───── TEXT BLOCK

This post reflects on my last post and briefly offers an alternate way of conceiving the equations that I discussed there.
It would help for readers to be familiar with my posts Mental Math and Feeling and Falling. I also build here on my discussion of the Prankquean and Identity.
In those posts, I consider the idea that “things” are an invention of the human mind. The only actual existence is the flux of riverrun, which is constantly changing and cannot be said to be composed of stable things. It is no thing or No-Thing or Nothing (literally beyond our ability to visualize or define; any way that you could represent it would most definitely not be it; even the word “it” is wrong). But our minds project thing-ness onto this flux, creating a relatively stable mental world of discrete entities (including the self).
The posts I link to above explore how these “things” are conventional tools for navigating reality rather than stable essences. Yet, our minds easily become trapped in stories (often about Who We Are and What We Are Owed) that we mistake for essences, the Way Things Really Are. This confused state corresponds to the Fallen World in Joyce’s scheme, while the Redemption corresponds to the processes of escaping from such states, understanding the flux of the universe, and resolving to narrate one’s story differently.
In Mental Math, I pointed out that the equations of II.2 suggest that the Fallen World and Redemption are ultimately equivalent. But they also show how the action of ALP (0) on the brothers can turn the Fallen World (their conflict) into Redemption (their unity) or Redemption into the Fallen World.
The idea occurred to me that a better way of saying this is that ALP here represents the way our minds can see the unity underlying conflict and/or see how conflict is necessary to express unity. ALP thus represents the shifting of our perspective that is necessary for us to understand how the two are equivalent.
An apt comparison came to my mind: reality is like an optical illusion whose appearance changes depending on how you position your eyes.

Is the above image — the famous “Rubin’s Vase” — a picture of a black chalice on a white background or a picture of two white faces in profile on a black background?

──────────
───── GIVEN DATA

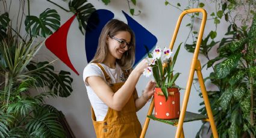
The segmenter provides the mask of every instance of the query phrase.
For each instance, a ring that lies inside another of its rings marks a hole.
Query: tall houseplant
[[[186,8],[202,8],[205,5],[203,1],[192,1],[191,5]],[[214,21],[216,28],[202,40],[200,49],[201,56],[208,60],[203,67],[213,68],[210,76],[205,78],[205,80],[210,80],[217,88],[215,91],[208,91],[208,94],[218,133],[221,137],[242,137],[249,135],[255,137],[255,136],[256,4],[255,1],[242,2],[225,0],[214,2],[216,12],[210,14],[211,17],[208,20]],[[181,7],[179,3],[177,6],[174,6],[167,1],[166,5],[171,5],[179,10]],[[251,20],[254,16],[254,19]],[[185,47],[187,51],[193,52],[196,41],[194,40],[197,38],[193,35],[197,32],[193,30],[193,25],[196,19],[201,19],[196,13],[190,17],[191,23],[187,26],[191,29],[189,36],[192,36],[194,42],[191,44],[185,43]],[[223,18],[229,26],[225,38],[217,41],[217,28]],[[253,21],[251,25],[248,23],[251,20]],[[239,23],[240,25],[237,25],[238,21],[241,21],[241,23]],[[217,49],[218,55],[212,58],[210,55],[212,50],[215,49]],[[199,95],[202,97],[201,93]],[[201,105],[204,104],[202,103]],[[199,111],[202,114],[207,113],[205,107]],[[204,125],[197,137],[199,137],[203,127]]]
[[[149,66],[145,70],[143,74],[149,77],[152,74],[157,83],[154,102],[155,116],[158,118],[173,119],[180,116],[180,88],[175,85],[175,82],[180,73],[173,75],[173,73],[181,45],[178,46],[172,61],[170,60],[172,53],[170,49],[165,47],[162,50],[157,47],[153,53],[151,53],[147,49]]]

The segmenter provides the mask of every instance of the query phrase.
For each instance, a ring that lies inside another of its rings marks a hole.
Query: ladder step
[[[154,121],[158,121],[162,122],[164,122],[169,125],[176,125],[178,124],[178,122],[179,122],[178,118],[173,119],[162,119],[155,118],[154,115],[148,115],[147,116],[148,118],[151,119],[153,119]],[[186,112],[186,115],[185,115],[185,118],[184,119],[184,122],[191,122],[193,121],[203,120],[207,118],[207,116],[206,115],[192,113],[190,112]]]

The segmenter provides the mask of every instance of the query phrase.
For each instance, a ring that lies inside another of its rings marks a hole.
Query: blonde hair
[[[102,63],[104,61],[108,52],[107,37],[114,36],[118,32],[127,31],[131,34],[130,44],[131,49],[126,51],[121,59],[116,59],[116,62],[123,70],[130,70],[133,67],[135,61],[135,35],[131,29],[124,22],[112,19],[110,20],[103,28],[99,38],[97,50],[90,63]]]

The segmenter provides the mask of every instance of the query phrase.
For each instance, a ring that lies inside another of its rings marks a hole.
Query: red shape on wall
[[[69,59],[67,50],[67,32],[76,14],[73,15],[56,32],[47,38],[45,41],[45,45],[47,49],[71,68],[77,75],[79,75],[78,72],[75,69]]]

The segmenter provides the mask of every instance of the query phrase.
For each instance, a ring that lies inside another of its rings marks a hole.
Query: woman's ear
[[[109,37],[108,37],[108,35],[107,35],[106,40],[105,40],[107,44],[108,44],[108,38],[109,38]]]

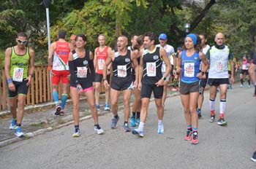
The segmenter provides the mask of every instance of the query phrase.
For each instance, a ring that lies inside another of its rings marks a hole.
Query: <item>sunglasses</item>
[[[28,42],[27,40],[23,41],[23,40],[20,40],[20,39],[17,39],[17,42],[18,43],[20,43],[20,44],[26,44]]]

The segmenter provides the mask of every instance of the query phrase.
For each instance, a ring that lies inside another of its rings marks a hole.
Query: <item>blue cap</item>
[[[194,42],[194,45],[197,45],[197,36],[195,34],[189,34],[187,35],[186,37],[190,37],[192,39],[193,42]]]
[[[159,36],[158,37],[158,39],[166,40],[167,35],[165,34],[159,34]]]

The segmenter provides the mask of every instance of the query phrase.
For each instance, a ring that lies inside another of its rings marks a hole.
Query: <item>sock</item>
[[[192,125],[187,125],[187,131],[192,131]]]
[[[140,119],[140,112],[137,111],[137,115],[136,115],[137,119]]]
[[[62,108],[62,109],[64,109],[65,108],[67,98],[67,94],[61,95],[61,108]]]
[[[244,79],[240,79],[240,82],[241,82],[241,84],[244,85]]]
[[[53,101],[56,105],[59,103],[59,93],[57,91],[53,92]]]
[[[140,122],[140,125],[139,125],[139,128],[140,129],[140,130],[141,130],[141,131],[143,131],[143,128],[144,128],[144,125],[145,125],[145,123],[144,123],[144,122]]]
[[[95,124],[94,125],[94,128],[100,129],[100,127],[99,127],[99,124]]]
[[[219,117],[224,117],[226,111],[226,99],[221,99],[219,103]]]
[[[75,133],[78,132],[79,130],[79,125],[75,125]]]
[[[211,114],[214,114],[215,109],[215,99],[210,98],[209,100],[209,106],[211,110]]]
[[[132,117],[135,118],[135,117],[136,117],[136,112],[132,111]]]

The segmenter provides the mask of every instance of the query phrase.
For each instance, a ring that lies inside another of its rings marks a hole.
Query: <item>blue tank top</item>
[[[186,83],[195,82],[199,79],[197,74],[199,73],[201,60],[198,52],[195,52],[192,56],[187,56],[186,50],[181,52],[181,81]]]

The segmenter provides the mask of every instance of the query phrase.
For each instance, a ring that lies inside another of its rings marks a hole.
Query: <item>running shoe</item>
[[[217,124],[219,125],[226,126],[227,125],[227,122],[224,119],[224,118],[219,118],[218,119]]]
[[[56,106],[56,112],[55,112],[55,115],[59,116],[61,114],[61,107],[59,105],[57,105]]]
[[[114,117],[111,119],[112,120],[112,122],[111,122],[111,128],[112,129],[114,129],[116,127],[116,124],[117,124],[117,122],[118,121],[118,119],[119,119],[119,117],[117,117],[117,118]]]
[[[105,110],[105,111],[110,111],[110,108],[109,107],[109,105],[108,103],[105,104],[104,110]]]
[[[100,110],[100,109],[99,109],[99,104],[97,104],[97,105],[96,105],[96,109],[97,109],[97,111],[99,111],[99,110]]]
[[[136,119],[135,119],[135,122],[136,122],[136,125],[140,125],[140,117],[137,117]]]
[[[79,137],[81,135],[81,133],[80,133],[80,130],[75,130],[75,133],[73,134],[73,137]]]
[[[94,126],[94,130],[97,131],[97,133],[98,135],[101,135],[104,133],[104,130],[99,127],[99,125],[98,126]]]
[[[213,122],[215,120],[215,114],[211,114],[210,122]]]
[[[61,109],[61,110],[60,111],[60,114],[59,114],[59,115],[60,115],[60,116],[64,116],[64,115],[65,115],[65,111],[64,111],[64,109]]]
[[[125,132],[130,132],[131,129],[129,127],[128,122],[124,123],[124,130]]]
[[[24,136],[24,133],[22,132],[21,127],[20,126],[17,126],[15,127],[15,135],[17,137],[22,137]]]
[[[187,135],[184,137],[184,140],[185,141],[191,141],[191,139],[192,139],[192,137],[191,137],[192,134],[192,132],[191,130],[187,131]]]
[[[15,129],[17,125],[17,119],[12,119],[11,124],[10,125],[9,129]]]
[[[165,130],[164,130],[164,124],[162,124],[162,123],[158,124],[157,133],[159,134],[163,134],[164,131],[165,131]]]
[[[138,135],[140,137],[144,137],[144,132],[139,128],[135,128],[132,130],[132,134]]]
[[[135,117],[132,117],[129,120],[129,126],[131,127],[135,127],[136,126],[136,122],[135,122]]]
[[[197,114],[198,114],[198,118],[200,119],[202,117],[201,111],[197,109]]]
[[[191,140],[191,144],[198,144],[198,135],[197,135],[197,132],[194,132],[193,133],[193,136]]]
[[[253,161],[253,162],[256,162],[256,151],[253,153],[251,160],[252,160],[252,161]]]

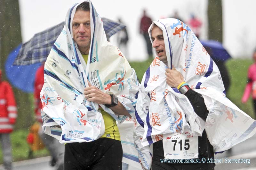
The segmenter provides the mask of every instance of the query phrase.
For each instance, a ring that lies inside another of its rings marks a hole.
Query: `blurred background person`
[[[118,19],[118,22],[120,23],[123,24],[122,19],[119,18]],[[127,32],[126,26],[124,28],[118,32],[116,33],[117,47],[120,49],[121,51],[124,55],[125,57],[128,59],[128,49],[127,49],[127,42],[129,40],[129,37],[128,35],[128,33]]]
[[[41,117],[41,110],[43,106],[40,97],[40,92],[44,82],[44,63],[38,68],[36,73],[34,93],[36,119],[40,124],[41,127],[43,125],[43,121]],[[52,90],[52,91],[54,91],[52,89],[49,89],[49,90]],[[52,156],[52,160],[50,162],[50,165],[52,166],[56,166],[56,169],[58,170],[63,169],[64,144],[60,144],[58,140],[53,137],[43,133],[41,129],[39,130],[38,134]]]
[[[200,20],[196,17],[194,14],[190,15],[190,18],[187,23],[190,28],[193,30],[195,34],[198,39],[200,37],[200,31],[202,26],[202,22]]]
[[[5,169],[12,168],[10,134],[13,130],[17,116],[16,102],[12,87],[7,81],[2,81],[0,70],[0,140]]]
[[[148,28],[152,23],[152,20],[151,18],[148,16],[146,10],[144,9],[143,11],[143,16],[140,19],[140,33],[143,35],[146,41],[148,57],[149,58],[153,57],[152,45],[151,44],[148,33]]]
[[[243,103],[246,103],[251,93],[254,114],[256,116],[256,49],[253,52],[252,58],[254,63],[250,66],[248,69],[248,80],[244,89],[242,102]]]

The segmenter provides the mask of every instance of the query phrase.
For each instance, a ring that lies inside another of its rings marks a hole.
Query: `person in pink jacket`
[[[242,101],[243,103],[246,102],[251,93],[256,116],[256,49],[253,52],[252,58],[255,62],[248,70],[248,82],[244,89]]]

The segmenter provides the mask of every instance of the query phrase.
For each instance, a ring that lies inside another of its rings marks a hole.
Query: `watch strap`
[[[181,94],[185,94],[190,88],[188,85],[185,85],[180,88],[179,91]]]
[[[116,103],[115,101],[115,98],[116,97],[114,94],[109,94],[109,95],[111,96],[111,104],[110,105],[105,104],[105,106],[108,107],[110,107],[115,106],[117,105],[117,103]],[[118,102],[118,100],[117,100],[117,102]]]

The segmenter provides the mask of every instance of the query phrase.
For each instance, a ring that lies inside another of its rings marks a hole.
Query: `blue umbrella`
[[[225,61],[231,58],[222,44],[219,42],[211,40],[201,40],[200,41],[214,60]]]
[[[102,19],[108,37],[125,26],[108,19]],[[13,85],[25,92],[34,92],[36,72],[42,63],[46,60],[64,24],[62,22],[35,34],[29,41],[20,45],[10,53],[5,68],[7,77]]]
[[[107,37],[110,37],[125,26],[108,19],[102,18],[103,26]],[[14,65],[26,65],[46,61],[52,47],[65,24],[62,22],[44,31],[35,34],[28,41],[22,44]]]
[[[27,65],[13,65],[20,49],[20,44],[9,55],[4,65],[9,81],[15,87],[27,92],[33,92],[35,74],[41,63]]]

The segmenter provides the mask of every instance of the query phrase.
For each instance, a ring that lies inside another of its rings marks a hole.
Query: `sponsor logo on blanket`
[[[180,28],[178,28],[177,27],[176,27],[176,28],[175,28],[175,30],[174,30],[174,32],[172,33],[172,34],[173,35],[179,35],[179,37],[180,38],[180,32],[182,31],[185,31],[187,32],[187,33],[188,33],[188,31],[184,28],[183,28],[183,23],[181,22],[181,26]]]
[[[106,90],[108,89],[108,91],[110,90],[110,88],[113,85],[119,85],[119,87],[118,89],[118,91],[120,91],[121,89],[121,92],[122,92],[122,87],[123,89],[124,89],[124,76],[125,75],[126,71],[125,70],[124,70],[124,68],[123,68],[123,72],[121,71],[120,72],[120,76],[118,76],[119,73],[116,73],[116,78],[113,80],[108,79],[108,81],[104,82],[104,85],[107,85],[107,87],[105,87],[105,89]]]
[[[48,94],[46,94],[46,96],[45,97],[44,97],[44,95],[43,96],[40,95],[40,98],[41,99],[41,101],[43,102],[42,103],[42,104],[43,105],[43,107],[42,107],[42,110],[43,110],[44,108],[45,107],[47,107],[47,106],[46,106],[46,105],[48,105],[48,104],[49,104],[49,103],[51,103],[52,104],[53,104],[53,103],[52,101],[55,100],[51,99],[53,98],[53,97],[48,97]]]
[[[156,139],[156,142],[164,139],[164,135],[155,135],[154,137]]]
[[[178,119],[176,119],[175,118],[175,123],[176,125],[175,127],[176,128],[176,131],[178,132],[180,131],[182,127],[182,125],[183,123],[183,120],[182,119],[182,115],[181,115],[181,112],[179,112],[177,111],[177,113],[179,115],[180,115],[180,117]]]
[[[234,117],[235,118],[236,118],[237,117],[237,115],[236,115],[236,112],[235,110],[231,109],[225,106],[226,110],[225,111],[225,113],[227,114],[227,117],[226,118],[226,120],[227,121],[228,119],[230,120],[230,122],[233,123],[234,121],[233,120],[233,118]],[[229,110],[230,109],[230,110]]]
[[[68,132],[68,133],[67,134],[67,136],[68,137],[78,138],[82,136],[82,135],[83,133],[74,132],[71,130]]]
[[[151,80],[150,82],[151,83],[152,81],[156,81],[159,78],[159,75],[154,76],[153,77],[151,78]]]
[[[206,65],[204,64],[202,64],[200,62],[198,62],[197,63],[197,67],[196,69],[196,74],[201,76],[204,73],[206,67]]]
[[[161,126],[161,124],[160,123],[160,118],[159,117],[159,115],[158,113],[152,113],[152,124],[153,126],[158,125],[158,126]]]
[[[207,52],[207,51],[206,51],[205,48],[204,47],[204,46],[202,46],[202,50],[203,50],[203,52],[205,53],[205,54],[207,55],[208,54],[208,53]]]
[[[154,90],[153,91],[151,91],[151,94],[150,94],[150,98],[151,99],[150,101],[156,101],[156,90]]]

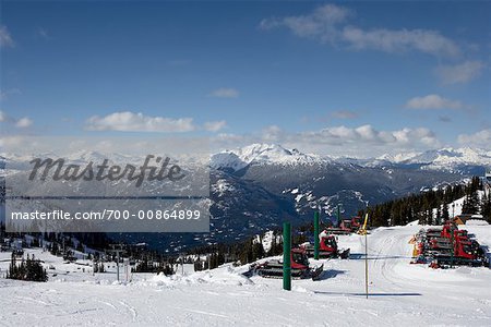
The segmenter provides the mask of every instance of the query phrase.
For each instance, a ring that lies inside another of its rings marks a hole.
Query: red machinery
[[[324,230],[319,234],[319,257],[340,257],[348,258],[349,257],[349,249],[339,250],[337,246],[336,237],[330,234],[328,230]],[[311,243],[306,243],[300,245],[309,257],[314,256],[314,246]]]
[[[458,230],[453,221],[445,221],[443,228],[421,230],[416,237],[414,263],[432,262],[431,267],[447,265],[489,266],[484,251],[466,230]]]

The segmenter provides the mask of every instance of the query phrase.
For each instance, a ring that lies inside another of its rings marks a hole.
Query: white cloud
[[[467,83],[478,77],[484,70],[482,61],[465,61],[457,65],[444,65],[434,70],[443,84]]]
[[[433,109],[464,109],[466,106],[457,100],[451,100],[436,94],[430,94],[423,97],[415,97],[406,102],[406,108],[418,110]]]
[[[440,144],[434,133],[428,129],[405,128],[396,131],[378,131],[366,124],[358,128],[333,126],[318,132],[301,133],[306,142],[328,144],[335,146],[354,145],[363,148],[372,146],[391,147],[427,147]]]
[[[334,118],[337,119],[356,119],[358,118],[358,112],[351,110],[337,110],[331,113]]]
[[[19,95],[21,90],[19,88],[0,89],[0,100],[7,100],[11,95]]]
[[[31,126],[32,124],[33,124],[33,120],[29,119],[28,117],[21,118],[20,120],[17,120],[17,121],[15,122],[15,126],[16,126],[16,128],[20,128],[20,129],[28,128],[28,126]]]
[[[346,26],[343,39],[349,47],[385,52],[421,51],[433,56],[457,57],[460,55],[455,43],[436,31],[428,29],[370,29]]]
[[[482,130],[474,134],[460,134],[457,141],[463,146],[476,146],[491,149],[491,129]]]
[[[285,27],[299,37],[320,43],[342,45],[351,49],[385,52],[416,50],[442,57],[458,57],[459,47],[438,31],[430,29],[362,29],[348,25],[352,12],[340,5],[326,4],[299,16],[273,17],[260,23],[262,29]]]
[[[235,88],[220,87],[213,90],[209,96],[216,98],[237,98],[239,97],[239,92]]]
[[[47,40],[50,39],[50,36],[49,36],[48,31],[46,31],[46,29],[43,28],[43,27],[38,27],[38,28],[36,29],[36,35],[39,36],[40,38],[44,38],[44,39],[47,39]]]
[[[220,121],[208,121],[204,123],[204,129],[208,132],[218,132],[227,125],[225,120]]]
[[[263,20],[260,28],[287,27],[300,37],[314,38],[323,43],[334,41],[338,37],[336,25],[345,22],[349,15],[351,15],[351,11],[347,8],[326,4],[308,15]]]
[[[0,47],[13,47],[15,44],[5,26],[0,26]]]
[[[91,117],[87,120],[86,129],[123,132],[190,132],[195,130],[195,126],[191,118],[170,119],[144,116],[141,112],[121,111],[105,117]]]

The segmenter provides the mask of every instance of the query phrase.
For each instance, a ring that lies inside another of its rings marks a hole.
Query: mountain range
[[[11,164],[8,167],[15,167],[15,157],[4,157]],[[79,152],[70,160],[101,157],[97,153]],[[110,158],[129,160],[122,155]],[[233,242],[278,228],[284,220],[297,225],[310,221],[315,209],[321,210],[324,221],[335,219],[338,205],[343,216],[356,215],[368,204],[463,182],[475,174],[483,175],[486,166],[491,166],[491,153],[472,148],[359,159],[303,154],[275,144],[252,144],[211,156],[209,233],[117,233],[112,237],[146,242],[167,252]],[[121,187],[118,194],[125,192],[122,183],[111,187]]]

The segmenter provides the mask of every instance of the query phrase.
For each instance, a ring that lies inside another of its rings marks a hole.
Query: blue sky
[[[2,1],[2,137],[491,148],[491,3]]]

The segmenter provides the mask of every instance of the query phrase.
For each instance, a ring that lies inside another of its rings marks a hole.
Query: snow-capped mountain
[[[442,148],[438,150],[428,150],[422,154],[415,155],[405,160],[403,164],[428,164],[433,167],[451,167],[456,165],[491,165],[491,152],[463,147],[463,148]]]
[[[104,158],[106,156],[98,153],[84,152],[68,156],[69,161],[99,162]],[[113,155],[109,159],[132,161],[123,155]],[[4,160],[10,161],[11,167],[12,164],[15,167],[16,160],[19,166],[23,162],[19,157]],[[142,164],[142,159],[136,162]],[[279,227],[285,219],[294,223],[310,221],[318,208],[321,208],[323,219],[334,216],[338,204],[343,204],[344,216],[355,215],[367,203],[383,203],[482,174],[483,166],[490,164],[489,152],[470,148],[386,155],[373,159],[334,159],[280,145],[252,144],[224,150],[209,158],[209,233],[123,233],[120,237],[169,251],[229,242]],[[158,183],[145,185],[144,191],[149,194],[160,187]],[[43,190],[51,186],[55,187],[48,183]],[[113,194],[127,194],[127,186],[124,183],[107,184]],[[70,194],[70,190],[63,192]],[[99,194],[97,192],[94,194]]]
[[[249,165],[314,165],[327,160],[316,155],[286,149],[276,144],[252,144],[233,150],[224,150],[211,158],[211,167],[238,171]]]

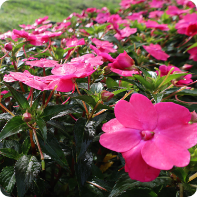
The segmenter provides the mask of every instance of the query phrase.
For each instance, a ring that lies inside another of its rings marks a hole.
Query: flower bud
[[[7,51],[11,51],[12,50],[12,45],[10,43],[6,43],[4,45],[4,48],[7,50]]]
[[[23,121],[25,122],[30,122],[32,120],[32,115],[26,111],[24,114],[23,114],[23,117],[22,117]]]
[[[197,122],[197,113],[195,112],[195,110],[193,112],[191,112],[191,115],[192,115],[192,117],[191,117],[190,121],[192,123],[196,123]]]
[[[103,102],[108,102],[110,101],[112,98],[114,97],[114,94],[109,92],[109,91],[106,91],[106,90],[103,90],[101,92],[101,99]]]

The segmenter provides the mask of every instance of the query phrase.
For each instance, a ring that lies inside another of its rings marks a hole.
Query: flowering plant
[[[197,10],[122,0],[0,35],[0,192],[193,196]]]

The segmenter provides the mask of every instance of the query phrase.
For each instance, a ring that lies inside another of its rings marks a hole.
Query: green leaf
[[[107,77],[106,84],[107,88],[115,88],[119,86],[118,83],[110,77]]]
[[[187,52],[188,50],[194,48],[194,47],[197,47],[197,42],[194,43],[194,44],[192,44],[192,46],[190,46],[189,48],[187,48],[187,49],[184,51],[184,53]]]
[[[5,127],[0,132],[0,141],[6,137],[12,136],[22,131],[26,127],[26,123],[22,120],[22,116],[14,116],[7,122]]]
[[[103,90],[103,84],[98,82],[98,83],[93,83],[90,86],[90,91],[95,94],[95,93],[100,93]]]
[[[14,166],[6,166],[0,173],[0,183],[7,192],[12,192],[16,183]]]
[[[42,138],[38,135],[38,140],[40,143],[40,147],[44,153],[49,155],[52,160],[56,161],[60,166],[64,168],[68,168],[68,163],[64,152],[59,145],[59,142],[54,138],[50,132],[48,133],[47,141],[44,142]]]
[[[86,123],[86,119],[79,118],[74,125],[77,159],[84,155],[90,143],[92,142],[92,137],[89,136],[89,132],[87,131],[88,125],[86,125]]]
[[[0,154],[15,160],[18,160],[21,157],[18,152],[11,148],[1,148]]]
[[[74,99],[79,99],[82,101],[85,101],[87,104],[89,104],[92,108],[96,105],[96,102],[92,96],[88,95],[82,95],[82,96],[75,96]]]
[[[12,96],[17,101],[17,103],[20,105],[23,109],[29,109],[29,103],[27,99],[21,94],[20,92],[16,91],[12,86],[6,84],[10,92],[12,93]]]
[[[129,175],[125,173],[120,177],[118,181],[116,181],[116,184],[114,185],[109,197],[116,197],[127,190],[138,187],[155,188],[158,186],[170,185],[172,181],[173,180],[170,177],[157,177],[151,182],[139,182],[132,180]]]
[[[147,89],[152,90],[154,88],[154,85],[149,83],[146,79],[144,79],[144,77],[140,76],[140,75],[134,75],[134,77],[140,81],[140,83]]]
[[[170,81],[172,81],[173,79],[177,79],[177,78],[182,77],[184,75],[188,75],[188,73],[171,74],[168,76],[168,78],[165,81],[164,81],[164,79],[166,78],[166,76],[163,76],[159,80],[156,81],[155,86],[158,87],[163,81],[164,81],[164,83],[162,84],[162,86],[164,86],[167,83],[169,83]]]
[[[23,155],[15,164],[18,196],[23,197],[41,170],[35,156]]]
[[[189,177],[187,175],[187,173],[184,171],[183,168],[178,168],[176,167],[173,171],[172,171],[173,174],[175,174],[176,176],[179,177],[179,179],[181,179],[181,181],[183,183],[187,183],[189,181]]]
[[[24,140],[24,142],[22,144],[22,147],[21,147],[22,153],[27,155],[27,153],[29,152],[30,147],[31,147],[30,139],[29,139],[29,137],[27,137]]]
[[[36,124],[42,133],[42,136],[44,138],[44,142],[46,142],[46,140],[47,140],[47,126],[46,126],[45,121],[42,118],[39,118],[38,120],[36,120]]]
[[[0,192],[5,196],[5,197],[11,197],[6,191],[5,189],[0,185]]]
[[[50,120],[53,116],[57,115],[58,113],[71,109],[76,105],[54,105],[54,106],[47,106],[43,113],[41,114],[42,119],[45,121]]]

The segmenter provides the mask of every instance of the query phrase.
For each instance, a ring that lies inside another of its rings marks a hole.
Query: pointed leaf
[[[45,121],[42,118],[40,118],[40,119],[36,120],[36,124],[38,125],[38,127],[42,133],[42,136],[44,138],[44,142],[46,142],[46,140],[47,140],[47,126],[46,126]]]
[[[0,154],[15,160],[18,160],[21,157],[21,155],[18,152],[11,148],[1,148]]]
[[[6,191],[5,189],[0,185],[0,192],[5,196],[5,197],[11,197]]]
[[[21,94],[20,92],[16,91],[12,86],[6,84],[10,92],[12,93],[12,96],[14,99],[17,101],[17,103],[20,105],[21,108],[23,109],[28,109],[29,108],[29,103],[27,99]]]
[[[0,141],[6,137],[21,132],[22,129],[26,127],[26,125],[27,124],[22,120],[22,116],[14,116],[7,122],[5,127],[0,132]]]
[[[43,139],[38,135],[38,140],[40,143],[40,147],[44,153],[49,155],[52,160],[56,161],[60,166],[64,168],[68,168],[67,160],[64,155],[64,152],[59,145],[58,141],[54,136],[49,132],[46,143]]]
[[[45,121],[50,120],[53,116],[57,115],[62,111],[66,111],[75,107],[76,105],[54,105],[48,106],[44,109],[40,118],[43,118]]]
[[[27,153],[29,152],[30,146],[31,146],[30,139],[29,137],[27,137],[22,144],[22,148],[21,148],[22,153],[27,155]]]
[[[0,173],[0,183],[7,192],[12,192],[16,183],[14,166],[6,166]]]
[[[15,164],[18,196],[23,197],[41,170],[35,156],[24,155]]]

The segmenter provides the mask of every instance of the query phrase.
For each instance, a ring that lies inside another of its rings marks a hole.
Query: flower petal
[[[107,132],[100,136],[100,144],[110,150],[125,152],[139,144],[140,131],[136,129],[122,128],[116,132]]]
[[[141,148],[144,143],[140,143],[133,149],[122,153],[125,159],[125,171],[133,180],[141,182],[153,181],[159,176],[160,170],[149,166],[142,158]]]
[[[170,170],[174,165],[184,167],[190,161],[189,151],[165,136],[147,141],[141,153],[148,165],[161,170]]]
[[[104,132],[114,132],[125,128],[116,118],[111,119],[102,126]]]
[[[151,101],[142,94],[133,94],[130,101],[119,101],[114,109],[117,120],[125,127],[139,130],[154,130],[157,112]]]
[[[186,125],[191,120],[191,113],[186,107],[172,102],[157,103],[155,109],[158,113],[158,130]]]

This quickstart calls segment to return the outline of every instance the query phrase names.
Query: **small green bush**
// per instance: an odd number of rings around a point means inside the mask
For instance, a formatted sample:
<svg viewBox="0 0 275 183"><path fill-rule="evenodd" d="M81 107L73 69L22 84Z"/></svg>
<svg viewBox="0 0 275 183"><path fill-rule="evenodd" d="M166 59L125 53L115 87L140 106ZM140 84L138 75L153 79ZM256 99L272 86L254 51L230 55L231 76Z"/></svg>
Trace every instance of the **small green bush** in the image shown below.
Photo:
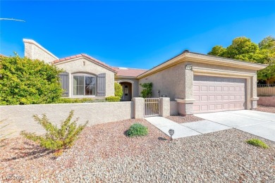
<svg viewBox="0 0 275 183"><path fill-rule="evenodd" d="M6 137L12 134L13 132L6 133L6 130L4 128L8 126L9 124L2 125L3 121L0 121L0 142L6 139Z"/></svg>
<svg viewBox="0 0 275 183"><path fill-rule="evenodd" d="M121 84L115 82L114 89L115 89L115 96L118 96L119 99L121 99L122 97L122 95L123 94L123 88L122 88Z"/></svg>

──────────

EXERCISE TASK 1.
Echo the passage of the post on the Fallen World and Redemption between "It would help" and "Prankquean and Identity.", inclusive.
EXERCISE TASK 2.
What name does the post on the Fallen World and Redemption give to the optical illusion of a chalice or two faces in profile?

FINAL RESULT 1.
It would help for readers to be familiar with my posts Mental Math and Feeling and Falling. I also build here on my discussion of the Prankquean and Identity.

FINAL RESULT 2.
Rubin's Vase.